RIGHE FORNITE:
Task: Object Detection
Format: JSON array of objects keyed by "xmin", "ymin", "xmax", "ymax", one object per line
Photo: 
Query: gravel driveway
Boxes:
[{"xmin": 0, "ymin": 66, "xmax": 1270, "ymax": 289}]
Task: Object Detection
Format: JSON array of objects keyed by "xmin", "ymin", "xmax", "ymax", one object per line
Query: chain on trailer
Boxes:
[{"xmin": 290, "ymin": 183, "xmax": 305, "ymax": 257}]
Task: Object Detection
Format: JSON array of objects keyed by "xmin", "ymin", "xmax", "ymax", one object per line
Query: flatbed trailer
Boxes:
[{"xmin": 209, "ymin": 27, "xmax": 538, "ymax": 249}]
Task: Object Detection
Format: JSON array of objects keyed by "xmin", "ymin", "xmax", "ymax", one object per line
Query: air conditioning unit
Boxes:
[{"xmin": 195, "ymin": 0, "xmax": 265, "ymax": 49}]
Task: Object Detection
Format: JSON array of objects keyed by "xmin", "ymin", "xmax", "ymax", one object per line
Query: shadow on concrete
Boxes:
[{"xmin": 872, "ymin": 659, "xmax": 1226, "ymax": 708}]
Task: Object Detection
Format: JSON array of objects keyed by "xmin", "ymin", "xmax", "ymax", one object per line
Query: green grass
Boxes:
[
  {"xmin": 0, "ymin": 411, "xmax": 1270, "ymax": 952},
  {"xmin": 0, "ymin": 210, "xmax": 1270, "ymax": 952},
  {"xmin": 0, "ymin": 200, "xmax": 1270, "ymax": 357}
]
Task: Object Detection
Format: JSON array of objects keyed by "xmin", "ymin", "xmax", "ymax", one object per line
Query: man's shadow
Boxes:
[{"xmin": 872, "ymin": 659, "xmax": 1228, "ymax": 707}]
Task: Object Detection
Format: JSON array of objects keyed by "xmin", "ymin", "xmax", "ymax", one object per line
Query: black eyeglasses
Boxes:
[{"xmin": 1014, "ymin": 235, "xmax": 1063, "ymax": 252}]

DA FARE: Trova tutte le righe qui sopra in cui compare la parola "trailer" e ricopiale.

RISPOSTA FINALE:
Query: chain on trailer
Query: flatbed trailer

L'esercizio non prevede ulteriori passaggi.